In the material below, the lines from the one containing "positive clicks: (390, 235) (420, 140)" through the one containing "box: [159, 111, 201, 134]" are to be given again exactly, ends included, and no others.

····················

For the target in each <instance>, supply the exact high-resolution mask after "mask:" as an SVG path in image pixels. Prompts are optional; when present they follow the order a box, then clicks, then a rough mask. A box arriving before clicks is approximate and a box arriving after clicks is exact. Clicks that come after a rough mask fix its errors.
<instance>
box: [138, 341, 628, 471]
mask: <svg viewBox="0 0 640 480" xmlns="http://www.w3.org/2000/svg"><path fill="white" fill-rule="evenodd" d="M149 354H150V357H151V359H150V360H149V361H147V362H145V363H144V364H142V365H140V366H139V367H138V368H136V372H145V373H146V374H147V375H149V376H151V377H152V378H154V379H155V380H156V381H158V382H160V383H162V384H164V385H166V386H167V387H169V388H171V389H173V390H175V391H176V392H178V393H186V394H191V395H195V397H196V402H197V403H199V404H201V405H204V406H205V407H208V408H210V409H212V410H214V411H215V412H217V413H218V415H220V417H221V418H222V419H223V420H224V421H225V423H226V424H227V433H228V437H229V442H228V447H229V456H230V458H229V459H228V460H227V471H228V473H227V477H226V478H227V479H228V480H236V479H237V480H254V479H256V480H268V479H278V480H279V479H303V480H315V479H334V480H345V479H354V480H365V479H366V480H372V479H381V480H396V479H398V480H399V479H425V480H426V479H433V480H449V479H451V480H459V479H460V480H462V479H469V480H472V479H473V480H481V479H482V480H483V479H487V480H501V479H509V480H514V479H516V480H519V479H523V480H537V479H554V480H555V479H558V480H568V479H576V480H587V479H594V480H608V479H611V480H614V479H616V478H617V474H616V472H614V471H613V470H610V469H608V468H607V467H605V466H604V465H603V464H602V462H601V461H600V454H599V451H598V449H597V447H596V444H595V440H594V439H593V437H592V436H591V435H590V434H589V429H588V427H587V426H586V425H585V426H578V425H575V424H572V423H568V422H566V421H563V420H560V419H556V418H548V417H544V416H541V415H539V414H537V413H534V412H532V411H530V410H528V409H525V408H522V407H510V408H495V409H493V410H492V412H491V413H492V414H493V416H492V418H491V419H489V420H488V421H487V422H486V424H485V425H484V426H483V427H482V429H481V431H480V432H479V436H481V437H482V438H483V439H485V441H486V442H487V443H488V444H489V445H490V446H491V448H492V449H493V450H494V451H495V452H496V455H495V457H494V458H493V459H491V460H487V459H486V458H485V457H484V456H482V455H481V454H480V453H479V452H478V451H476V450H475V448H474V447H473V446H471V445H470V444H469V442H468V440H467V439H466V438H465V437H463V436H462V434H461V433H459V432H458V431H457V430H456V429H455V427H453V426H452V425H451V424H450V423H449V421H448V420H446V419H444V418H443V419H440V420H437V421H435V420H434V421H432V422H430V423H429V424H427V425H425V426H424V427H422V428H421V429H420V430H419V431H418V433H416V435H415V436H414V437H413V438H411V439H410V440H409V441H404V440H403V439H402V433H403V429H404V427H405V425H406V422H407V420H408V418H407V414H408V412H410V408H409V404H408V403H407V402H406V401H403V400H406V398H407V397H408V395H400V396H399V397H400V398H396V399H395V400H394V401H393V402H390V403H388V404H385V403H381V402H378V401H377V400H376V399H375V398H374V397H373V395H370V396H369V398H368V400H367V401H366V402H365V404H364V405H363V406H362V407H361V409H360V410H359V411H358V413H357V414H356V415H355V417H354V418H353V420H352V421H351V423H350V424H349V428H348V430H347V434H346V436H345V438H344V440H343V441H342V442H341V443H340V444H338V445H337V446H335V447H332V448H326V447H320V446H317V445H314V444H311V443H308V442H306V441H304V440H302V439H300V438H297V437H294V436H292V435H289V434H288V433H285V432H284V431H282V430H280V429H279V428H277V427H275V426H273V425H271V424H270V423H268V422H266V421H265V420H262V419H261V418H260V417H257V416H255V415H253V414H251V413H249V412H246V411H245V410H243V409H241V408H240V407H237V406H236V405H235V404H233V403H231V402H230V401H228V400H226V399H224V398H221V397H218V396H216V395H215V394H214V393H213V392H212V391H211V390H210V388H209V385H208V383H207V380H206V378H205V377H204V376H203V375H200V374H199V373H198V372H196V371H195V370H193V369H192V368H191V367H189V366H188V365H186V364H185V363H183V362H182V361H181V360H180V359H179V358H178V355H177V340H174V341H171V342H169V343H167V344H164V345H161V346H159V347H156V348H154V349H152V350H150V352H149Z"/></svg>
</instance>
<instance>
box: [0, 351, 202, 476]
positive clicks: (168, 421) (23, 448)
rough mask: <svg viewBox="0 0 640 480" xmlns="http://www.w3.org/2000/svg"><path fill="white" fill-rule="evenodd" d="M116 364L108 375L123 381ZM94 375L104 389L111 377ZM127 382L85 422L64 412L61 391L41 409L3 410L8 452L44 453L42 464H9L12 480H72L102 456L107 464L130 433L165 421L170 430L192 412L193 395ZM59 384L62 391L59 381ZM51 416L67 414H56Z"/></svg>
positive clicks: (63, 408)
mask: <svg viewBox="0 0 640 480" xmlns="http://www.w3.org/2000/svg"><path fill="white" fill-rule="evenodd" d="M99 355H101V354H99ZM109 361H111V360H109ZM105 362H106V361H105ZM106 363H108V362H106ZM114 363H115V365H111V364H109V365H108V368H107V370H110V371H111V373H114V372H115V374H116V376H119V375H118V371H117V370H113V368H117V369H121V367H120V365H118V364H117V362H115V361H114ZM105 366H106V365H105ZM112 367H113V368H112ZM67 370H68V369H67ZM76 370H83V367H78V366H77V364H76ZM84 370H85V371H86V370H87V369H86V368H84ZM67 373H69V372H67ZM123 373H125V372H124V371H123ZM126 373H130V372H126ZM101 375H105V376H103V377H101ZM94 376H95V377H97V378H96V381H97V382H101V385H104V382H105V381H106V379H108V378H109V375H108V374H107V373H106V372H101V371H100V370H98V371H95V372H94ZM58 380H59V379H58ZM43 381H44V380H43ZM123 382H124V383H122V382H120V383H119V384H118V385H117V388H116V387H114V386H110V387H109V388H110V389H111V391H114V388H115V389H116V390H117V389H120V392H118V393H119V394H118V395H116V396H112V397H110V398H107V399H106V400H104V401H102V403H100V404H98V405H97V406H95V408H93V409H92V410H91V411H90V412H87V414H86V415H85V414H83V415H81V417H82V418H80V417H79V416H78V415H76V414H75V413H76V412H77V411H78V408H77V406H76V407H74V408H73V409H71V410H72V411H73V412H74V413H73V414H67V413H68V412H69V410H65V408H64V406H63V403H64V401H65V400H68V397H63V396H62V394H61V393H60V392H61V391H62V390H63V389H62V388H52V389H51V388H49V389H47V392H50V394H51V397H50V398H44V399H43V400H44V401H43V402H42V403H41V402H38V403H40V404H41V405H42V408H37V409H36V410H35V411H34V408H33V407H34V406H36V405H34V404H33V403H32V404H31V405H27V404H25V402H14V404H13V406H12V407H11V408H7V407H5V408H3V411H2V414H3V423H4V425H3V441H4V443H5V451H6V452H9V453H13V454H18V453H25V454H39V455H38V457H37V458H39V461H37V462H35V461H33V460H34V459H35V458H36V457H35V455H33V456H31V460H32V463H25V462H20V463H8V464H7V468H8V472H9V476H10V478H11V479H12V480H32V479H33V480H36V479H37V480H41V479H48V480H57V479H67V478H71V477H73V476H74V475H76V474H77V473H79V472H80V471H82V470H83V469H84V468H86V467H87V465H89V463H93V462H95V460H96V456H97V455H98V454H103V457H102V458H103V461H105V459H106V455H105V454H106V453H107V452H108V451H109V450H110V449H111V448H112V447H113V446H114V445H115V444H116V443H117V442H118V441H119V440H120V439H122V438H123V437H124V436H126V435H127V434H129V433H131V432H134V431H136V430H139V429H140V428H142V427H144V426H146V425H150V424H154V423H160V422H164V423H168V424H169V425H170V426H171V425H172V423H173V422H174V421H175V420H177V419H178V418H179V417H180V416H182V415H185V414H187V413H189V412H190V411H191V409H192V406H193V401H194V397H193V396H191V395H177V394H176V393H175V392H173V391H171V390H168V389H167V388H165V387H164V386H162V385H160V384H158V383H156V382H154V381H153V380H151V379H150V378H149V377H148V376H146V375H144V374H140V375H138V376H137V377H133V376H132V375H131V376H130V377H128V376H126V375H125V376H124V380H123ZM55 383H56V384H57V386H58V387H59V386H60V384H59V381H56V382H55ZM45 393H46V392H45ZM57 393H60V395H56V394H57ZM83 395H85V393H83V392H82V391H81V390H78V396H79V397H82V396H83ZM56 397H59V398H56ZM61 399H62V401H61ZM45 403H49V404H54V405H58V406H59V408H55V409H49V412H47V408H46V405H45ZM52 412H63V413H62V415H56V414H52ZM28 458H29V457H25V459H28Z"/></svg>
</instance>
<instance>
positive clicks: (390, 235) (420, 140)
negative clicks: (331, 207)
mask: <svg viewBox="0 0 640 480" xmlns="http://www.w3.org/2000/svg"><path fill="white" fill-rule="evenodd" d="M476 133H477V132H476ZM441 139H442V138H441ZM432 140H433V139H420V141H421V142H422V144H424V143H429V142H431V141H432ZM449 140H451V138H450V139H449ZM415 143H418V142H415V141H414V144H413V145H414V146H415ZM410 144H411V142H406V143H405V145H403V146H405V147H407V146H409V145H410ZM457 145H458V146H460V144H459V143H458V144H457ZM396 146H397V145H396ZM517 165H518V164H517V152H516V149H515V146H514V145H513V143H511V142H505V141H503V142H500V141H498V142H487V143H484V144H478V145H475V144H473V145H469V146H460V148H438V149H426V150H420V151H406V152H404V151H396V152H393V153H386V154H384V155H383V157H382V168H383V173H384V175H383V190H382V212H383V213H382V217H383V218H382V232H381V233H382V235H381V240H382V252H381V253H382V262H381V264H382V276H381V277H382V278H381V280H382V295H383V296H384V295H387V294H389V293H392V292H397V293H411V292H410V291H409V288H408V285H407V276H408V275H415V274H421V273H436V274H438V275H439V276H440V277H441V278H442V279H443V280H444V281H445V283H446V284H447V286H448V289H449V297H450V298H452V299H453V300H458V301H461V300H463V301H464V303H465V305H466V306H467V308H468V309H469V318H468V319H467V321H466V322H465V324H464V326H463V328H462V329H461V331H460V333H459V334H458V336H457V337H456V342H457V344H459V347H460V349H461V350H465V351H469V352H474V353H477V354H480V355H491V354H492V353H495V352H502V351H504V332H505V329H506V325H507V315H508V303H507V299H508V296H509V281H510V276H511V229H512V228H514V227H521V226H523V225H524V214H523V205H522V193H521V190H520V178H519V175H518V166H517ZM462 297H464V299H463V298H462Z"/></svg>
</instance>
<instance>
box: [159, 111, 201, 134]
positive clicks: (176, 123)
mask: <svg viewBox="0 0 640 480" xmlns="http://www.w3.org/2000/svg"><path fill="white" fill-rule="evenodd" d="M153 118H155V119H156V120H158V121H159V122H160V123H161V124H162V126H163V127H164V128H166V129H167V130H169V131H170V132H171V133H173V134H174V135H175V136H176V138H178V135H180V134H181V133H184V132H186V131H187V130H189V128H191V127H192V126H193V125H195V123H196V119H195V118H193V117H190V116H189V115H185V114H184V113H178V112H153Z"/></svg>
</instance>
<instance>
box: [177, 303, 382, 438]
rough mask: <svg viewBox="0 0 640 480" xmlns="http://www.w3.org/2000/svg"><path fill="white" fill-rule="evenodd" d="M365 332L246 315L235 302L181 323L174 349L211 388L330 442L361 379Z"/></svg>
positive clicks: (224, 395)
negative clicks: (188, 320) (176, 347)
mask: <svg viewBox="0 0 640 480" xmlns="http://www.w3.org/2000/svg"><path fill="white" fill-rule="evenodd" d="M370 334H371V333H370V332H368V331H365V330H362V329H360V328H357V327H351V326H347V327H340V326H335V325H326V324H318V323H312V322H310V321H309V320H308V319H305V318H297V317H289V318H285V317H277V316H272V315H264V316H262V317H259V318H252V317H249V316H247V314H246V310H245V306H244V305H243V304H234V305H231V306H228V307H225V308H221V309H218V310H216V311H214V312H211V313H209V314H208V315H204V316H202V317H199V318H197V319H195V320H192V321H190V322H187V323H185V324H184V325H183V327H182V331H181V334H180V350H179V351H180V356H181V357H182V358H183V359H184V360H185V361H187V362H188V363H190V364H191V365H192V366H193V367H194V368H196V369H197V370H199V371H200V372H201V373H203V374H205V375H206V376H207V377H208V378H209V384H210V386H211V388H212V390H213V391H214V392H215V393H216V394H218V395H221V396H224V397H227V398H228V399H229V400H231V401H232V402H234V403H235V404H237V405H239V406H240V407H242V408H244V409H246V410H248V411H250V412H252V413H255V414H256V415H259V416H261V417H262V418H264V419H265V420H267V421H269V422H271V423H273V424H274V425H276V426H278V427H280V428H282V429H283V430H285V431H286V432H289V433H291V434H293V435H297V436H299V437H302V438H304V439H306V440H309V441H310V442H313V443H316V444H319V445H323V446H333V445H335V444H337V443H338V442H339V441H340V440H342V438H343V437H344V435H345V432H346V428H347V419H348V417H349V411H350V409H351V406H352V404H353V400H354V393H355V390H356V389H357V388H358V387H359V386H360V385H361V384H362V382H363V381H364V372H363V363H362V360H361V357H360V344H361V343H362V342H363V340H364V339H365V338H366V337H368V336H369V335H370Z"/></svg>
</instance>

····················

▸ **Response**:
positive clicks: (390, 235) (420, 140)
negative clicks: (331, 207)
mask: <svg viewBox="0 0 640 480" xmlns="http://www.w3.org/2000/svg"><path fill="white" fill-rule="evenodd" d="M476 133H477V132H476ZM441 139H442V138H441ZM432 140H433V139H420V141H421V142H422V144H424V143H429V142H431V141H432ZM449 140H451V138H450V139H449ZM415 143H418V142H415V141H414V144H413V145H414V146H415ZM410 144H411V142H406V143H405V145H403V146H405V147H407V146H409V145H410ZM457 145H458V146H460V144H459V143H458V144H457ZM396 146H397V145H396ZM517 165H518V164H517V152H516V149H515V146H514V145H513V143H511V142H505V141H503V142H500V141H498V142H487V143H484V144H478V145H475V144H473V145H469V146H460V148H438V149H426V150H420V151H406V152H404V151H396V152H393V153H386V154H384V155H383V157H382V168H383V173H384V175H383V190H382V212H383V213H382V217H383V218H382V232H381V233H382V235H381V240H382V252H381V253H382V262H381V264H382V276H381V277H382V278H381V280H382V295H383V296H384V295H387V294H389V293H392V292H397V293H411V292H410V291H409V288H408V285H407V276H408V275H415V274H421V273H436V274H438V275H439V276H440V277H441V278H442V279H443V280H444V281H445V283H446V284H447V286H448V289H449V297H450V298H452V299H453V300H458V301H461V300H463V301H464V303H465V305H466V306H467V308H468V309H469V318H468V319H467V321H466V322H465V324H464V326H463V328H462V329H461V331H460V333H459V334H458V336H457V337H456V342H457V344H459V347H460V349H461V350H465V351H469V352H474V353H477V354H480V355H491V354H492V353H495V352H502V351H504V332H505V329H506V325H507V315H508V303H507V299H508V296H509V281H510V276H511V229H512V228H514V227H521V226H523V225H524V214H523V205H522V193H521V190H520V178H519V175H518V166H517ZM462 297H464V299H463V298H462Z"/></svg>
</instance>
<instance>
box: [159, 111, 201, 134]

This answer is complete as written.